(Tasks to carry out)
1 – For each statement (a), (b) and (c), decide whether it agrees with the passage on children and smoking below. Answer yes or no, and quote the words from the passage that settle it. (a) The speaker thinks a few television advertisements have a large influence. (b) The issue is usually raised with children aged ten to 13. (c) An anti-smoking attitude is easier to condition in younger children.
2 – Carry on the passage on children and smoking below, starting after its last sentence.

(Provided text)
I am firmly of the view that smoking by young children and teenagers has much to do with peer pressure and self-image. Children can be brought up to regard smoking as a particularly obnoxious and unpleasant habit if an anti-smoking ethos is not only a part of their life but also a part of their education. A few advertisements on television do not have a huge amount of influence. Only a few of us who watched television in the last couple of days will remember the advertisements that interrupted the programmes we were watching. Advertising on television has a limited impact on people. If we imbue children of five, six, seven and eight years with the view that smoking is an unpleasant habit by the time they are teenagers they are so anti-smoking they do not regard it as an option. We have not yet approached the problem in that way. We tend to raise the issue with children when they are ten, 11, 12 and 13 years. However, it is easier to condition an anti-smoking attitude in children at a younger age.

(Recorded data)
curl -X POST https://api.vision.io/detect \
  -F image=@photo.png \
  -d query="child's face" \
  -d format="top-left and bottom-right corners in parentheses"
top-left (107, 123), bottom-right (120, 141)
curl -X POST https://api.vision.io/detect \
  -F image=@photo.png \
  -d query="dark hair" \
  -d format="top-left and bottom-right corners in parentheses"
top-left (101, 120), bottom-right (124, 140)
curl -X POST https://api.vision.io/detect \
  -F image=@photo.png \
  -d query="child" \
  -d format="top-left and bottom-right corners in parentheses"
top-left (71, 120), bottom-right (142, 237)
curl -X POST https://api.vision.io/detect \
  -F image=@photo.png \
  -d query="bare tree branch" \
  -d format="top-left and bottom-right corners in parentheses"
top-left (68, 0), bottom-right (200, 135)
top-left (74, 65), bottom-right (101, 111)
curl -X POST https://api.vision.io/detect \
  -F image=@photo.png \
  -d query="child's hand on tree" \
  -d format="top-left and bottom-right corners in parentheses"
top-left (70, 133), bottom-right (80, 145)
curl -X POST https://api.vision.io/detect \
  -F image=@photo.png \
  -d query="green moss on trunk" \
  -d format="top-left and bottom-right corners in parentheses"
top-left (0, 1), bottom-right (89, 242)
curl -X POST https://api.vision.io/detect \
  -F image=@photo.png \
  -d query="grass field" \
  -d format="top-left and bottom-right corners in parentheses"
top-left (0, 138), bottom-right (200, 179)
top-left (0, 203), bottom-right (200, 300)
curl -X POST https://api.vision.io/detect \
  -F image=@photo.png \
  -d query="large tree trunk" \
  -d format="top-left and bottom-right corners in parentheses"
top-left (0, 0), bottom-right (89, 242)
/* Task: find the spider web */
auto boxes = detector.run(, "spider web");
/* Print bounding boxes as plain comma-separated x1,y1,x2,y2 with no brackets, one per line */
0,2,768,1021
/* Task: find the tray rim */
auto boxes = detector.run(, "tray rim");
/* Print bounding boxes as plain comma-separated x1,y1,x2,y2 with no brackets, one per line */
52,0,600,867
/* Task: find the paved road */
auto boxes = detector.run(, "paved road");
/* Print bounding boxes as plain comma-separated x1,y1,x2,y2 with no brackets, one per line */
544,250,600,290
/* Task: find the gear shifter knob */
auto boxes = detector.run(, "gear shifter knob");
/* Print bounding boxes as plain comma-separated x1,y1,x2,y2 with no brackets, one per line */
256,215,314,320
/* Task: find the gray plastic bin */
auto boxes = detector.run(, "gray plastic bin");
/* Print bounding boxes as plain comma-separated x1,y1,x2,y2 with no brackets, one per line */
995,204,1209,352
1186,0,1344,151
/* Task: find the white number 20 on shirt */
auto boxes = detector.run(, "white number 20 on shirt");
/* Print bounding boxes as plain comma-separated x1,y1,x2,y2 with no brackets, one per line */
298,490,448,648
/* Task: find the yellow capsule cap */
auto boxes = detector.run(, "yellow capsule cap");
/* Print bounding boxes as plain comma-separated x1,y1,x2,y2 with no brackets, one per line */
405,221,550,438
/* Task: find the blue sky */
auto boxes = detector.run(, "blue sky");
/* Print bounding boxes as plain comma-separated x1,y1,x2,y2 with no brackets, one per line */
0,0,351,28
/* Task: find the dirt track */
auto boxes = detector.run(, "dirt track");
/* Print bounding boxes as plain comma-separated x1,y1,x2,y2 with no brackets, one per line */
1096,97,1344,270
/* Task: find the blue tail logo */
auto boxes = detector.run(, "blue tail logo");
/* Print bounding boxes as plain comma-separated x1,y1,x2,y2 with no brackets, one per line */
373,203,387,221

(Solved tasks)
1 –
(a) No: "A few advertisements on television do not have a huge amount of influence."
(b) Yes: "We tend to raise the issue with children when they are ten, 11, 12 and 13 years."
(c) Yes: "However, it is easier to condition an anti-smoking attitude in children at a younger age."

2 –
Does the problem arise because the issue falls between two Departments? With all due respect to them, while the health promotion units of the Department of Health and Children and the Department of Education and Science feel it desirable and somewhat politically correct to allocate a small sum of money each year to campaigns in which the society is involved, this is not seriously treated as an education issue. If it was treated as an education for life issue which impacted at primary school level at a young age it would create the conditioning which would allow young people to ignore peer pressure. Over a period of years the peer pressure could end up being in the opposite direction, for example, an anti-smoking peer pressure. Am I correct in saying we have not yet started to approach the matter in this way and we are doing too little too late?

I agree that we should ban smoking in public places and all tobacco advertising. The European Union is moving towards a ban on advertising. What can we do to ban smoking in all public places? Despite the large number of people who smoke, if the Minister for Health and Children or a sufficient number of Deputies had the courage to support legislation in this area it would have broad support within the community. At this stage it is more an issue of political courage than an issue of lobbying.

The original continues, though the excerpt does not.